**Goal of the exercise**
Continue the personal blog text below, about a partner's worry and a promotion announcement, beginning right after its final line, "Because I don't."

Early on in our relationship I fought his worry. I felt insulted by it, like he didn’t trust me to take care of myself. I raged and reminded him that I was a grown adult and that I had lived successfully without him for 20 years. I hated being judged and I didn’t spend even a moment thinking about what was behind it or that he experienced the world differently than I did. I fought it for longer than I should have.

Thankfully, at some point I got smarter. I started asking questions and listening to the answers. I didn’t stop going into the world or taking on new challenges, but I tried to understand how the person that I pledged to be with through this journey would feel as I did. I made small changes, like texting “I’m okay” when I went out alone. Mostly, I just learned to appreciate that the worry was wrapped so tightly around the love that they were virtually indistinguishable.

And that’s why when he told me this morning that he didn’t sleep last night, I simply hugged him. I knew that he spent the night playing through 100’s of different scenarios, ones where I didn’t walk away. Ones where my version of the world is wrong, no matter how much he wants it to be right. And I couldn’t be mad at him for that. So, I hugged him some more and reminded him of one basic thing, the one thing he cares about more than anything.

I’m okay. I’m okay. I’m okay.

Inspired to Inspire

Yesterday I announced on my Facebook page that I had been promoted. I hesitate with those posts because my natural tendency to share goes to war with my natural tendency against self-aggrandizement. But, in the end I put it out there because my work is an important part of my life and the people who care about me know that.

Even so, I was unprepared for the outpouring of support I got. Only my post about losing my beloved dog triggered a greater response, and after 11 hours (most overnight) I received 104 likes and 39 “congratulations” messages. I forget how many people care about me and are cheering for my success and happiness. It’s awesome.

There were a series of comments though that gave me pause. Here they are:

  • Congrats. 🙂 so inspirational.
  • Congrats Mel. Way to follow your dreams. Such an inspiration.
  • Many congrats Mel! You deserve the world. You are truly amazing and such a motivating inspiration.

The comments are incredibly kind and they were made by people who have known me long and well. People who I respect and whose opinion matters to me a great deal. And as I read the comments last night, one thought kept coming into my head: Does anyone hear the statement, “You’re such an inspiration!” and say, “You’re right, I am.”

Because I don’t.

**Source data**
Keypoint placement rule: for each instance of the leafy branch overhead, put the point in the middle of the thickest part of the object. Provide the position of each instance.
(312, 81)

...

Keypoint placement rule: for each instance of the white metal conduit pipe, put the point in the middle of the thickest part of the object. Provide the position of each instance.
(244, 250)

==

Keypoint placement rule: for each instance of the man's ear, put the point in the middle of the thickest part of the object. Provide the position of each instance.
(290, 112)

**Result of this task**
I get up most days and go to work. I have good days and bad days. My inbox is always full, and there are times when I let my boss, my peers and others down. When I am short on sleep and stressed out I can respond with passion and frustration — it can hurt or intimidate people. I don’t always listen as well as I should. I’ve made good decisions and bad decisions. Sometimes I win, sometimes I lose.

None of that feels insprirational. It feels incredibly ordinary. Like every single person reading this post could say the exact same thing. I look at myself and my life and although I feel pride and satisfaction and happiness galore — I don’t feel inspiration.

So, I figured maybe I just didn’t understand the word. I consulted Google for a definition. It said:

Inspiration is the process of being mentally stimulated to do or feel something, especially to do something creative.

So maybe that’s the rub. Inspiration isn’t about self-perception it’s about external response. It’s about other people ‘being mentally stimulated to do or feel something‘. And while some people might actively work toward inspiration, others might stumble into it simply by living and doing the stuff that comes naturally.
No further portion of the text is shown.